start Quoted passage

Method and apparatus for manipulating an input signal (e.g. an audio (equivalent) signal) to obtain an output signal having a different pitch and/or duration. The method includes (a) positioning a chain of successive overlapping time windows with respect to the input signal; (b) deriving segments signals from the input signal and the windows; and (c) synthesizing the output signal by chained superposition of the segments signals. Each of the windows (except for the first window in the chain) is positioned by incrementing a position of the window from a corresponding position of a preceding window in the chain by a time interval. The time interval is substantially equal to a local pitch period for a portion of the input signal with respect to which the window is positioned. Accordingly, each of the windows of the chain (except for the first window) is positioned so that it begins at a predetermined time interval from a preceding window in the chain. The apparatus includes units for carrying out each of these processes.

Description

This is a continuation of prior application Ser. No. 07/924,863, filed on Aug. 3, 1992 now abandoned.
BACKGROUND OF THE INVENTION
The invention relates to a method for manipulating an audio equivalent signal. Such a method involves positioning a chain of mutually overlapping time windows with respect to the audio equivalent signal; deriving segment signals from the audio equivalent signal, each of the segment signals being derived from the audio equivalent signal by weighting the audio equivalent signal as a function of position in a respective window; and synthesizing, by chained superposition, the segment signals.
The invention also relates to a method for manipulating a concatenation of a first and a second audio equivalent signal. Such a method comprise the steps of:
(a) locating the second audio equivalent signal at a position in time relative to the first audio signal, the position in time being such that, over time during a first time interval only, the first audio equivalent signal is active and in a subsequent second time interval only the second audio equivalent signal is active,
(b) positioning a chain of mutually overlapping time windows with respect to the first and the second audio equivalent signal, and
(c) synthesizing an output audio signal by chained superposition of segment signals derived from the first and/or the second audio equivalent signal by weighting the first and/or the second audio equivalent signal as a function of position in the time windows.
The invention further relates to an apparatus for manipulating an audio equivalent signal. Such a device comprises:
(a) a positioning unit for locating a position for a time window with respect to the audio equivalent signal, the positioning unit feeding the position to
(b) a segmenting unit for deriving a segment signal from the audio equivalent signal by weighting the audio equivalent signal as a function of position in the window, the segmenting unit feeding the segment signal to
(c) a superposing unit for superposing the signal segment with a further segment signal to form an output signal of the device.
The invention still further relates to an apparatus for manipulating a concatenation of a first and a second audio equivalent signal. Such a device comprises:
(a) a combining unit for forming a combination of the first and the second audio equivalent signal, wherein there is a relative time position of the second audio equivalent signal with respect to the first audio equivalent signal such that, over time, during a first time interval only the first audio equivalent signal is active and during a subsequent second time interval only the second audio equivalent signal is active
(b) a positioning unit for locating window positions for time windows with respect to the combination of the first and the second audio equivalent signal, the positioning unit feeding the window positions to
(c) a segmenting unit for deriving segment signals from the first and the second audio equivalent signal by weighting the first and the second audio equivalent signal as a function of position in the corresponding windows, the segmenting unit feeding the segment signals to
(d) a superposing unit for superposing selected segment signals to form an output signal of the device.

end Quoted passage
start Collected data

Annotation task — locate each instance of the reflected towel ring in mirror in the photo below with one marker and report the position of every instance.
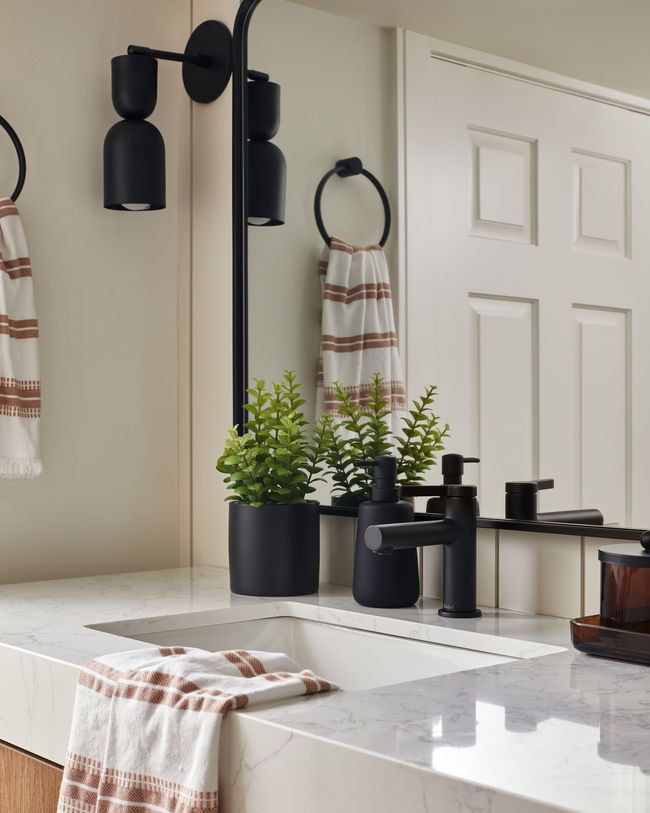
(22, 161)
(346, 168)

end Collected data

Set task:
Reproduce the patent description from "This is a continuation" up to and including "the segment signals.", swapping out "audio equivalent signal" for "sound-equivalent signal" throughout.

Full answer:
This is a continuation of prior application Ser. No. 07/924,863, filed on Aug. 3, 1992 now abandoned.
BACKGROUND OF THE INVENTION
The invention relates to a method for manipulating an sound-equivalent signal. Such a method involves positioning a chain of mutually overlapping time windows with respect to the sound-equivalent signal; deriving segment signals from the sound-equivalent signal, each of the segment signals being derived from the sound-equivalent signal by weighting the sound-equivalent signal as a function of position in a respective window; and synthesizing, by chained superposition, the segment signals.